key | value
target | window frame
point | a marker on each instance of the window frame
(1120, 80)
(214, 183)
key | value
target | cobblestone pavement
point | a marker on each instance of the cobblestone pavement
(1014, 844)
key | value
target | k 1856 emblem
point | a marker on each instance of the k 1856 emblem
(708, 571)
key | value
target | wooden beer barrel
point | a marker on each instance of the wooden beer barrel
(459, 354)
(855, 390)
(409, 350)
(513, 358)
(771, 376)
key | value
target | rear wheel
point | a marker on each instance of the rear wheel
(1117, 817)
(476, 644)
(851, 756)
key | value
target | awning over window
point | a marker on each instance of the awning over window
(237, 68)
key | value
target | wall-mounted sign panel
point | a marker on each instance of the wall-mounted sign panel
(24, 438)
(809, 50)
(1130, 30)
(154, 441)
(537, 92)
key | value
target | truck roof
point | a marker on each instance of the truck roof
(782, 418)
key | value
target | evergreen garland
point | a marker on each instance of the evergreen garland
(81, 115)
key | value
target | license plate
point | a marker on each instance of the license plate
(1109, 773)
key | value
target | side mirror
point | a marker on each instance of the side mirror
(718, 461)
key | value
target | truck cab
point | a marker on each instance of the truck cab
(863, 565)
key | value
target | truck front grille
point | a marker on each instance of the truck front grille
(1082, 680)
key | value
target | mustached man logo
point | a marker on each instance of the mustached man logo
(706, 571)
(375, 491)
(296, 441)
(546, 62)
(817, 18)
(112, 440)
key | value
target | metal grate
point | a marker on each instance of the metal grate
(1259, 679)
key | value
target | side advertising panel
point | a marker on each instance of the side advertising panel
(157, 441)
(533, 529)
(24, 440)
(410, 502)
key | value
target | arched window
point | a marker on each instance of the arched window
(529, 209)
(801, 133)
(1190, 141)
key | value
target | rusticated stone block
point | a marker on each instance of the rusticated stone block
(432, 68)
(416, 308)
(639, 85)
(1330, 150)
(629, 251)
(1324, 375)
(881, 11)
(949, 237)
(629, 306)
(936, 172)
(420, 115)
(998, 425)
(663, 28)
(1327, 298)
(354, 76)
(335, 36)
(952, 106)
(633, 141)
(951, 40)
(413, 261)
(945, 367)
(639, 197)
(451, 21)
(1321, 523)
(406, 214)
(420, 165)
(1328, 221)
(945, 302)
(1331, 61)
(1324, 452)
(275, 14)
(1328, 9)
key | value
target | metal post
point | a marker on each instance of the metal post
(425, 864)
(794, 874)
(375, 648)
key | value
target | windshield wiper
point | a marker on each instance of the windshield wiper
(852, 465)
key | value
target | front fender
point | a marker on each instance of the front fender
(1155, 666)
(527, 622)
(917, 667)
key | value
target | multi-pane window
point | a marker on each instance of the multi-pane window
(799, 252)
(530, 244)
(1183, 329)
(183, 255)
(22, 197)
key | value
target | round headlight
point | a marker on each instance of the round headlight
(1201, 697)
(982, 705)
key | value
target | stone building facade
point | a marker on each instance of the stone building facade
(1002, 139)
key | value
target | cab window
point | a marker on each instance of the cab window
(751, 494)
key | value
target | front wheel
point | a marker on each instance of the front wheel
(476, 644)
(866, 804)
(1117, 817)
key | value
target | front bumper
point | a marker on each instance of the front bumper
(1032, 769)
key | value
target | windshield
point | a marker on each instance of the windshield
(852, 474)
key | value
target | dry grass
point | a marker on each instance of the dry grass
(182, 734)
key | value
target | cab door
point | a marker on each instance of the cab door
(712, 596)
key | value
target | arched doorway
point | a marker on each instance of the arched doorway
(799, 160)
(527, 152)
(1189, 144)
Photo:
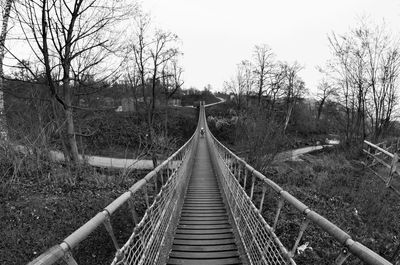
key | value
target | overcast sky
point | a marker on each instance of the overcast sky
(218, 34)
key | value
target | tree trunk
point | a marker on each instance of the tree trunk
(288, 114)
(69, 118)
(4, 28)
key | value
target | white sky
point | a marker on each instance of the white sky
(218, 34)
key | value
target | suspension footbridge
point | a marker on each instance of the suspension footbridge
(204, 206)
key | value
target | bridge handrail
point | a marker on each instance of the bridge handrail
(378, 148)
(357, 249)
(63, 250)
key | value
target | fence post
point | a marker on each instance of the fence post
(343, 255)
(393, 168)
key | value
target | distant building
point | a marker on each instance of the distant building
(128, 105)
(174, 102)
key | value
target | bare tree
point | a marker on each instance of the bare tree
(365, 65)
(6, 8)
(66, 36)
(171, 83)
(240, 85)
(325, 90)
(163, 50)
(263, 67)
(294, 89)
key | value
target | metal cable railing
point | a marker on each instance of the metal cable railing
(148, 243)
(239, 181)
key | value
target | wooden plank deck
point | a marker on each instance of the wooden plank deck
(204, 235)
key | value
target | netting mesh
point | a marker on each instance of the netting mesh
(256, 237)
(148, 240)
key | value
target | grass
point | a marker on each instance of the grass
(37, 212)
(347, 194)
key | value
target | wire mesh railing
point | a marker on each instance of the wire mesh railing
(379, 155)
(239, 182)
(163, 190)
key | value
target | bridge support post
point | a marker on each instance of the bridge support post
(303, 228)
(69, 259)
(262, 198)
(108, 226)
(343, 255)
(393, 168)
(281, 202)
(133, 210)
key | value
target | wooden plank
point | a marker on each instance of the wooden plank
(205, 218)
(204, 255)
(203, 222)
(209, 242)
(204, 236)
(204, 248)
(204, 226)
(226, 261)
(204, 231)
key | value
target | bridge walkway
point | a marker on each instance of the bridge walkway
(204, 235)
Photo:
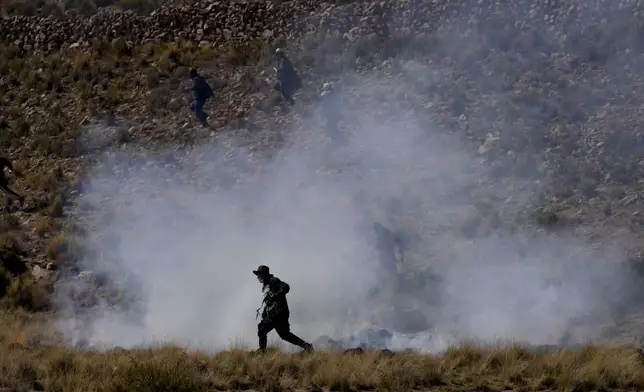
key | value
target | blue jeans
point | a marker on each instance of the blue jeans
(197, 107)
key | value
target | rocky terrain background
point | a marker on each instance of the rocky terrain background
(547, 92)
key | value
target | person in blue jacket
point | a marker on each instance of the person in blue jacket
(203, 92)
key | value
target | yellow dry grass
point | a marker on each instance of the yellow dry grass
(31, 360)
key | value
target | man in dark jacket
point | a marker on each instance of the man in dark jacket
(288, 81)
(275, 314)
(387, 242)
(203, 92)
(4, 183)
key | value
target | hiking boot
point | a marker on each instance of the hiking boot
(308, 348)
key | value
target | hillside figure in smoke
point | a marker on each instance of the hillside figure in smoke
(202, 92)
(388, 244)
(4, 182)
(288, 81)
(331, 107)
(275, 313)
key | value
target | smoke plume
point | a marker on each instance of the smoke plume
(181, 230)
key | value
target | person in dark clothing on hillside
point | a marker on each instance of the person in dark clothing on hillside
(386, 244)
(4, 183)
(203, 92)
(288, 81)
(276, 313)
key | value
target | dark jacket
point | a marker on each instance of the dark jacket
(275, 304)
(287, 75)
(202, 89)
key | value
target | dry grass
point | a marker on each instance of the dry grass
(30, 359)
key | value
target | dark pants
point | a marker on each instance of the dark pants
(285, 92)
(197, 107)
(283, 329)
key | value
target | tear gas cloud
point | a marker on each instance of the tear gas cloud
(187, 248)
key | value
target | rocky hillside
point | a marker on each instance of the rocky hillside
(547, 92)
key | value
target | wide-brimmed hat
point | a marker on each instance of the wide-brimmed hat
(262, 270)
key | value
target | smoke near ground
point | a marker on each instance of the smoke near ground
(181, 231)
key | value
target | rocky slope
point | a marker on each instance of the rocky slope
(547, 92)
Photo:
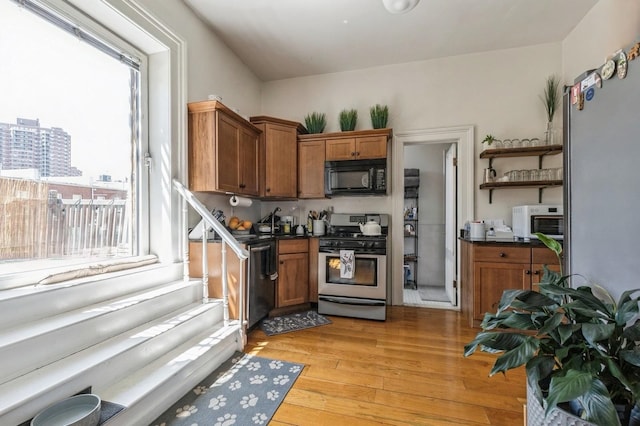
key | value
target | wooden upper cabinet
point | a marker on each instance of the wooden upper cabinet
(311, 169)
(340, 149)
(358, 145)
(278, 156)
(371, 147)
(223, 150)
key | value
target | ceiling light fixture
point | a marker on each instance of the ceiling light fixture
(399, 6)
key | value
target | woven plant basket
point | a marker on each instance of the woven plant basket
(557, 417)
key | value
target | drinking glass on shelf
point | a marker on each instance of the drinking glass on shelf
(559, 174)
(534, 174)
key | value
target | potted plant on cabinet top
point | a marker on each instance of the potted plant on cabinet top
(379, 116)
(579, 348)
(348, 119)
(315, 122)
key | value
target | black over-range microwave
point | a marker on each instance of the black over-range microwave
(355, 177)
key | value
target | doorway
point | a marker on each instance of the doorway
(442, 201)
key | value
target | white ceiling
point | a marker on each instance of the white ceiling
(280, 39)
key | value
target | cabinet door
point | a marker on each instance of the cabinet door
(311, 157)
(541, 256)
(202, 151)
(228, 154)
(341, 149)
(371, 147)
(293, 275)
(248, 154)
(491, 280)
(281, 158)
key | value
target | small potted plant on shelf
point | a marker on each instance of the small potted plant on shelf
(348, 119)
(551, 99)
(379, 116)
(488, 141)
(579, 347)
(315, 122)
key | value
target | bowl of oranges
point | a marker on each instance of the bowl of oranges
(239, 226)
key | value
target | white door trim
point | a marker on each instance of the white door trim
(464, 137)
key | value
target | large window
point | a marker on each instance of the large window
(69, 142)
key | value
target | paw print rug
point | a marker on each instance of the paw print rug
(244, 390)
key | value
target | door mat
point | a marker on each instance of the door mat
(293, 322)
(244, 390)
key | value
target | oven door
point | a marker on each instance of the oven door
(369, 276)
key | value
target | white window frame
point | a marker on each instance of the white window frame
(123, 23)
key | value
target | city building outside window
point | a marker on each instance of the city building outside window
(69, 134)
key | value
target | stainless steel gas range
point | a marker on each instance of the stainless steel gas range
(352, 267)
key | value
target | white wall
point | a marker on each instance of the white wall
(212, 68)
(610, 25)
(497, 92)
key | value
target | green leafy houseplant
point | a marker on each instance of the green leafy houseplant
(379, 116)
(551, 96)
(577, 345)
(315, 122)
(348, 119)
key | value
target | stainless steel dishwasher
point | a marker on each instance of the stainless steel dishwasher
(263, 272)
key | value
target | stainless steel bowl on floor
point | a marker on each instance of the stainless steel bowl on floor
(79, 410)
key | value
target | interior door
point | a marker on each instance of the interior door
(450, 224)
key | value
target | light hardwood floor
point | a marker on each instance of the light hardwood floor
(407, 370)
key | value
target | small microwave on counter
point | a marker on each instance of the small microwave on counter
(355, 177)
(547, 219)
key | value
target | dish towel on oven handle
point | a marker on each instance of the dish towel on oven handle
(347, 264)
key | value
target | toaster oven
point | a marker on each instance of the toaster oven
(546, 219)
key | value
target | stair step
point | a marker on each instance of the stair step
(17, 304)
(70, 332)
(104, 363)
(147, 393)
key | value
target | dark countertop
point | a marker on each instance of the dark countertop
(257, 238)
(514, 243)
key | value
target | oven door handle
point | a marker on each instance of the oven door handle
(353, 301)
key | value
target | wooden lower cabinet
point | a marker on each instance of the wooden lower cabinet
(488, 269)
(491, 280)
(293, 273)
(214, 264)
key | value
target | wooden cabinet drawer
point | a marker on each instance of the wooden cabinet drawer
(544, 256)
(502, 254)
(298, 245)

======

## WORK TASK
Where the data above reaches the line holding "point | a marker on each instance of the white window", begin printing, and stop after the line holding "target | stainless steel gas range". Each line must be reproduced exactly, with nothing else added.

## RESULT
point | a marker on each instance of the white window frame
(123, 23)
key | value
target | city building outside window
point | a marker on each instance of the city building outside window
(69, 134)
key | value
target | stainless steel gas range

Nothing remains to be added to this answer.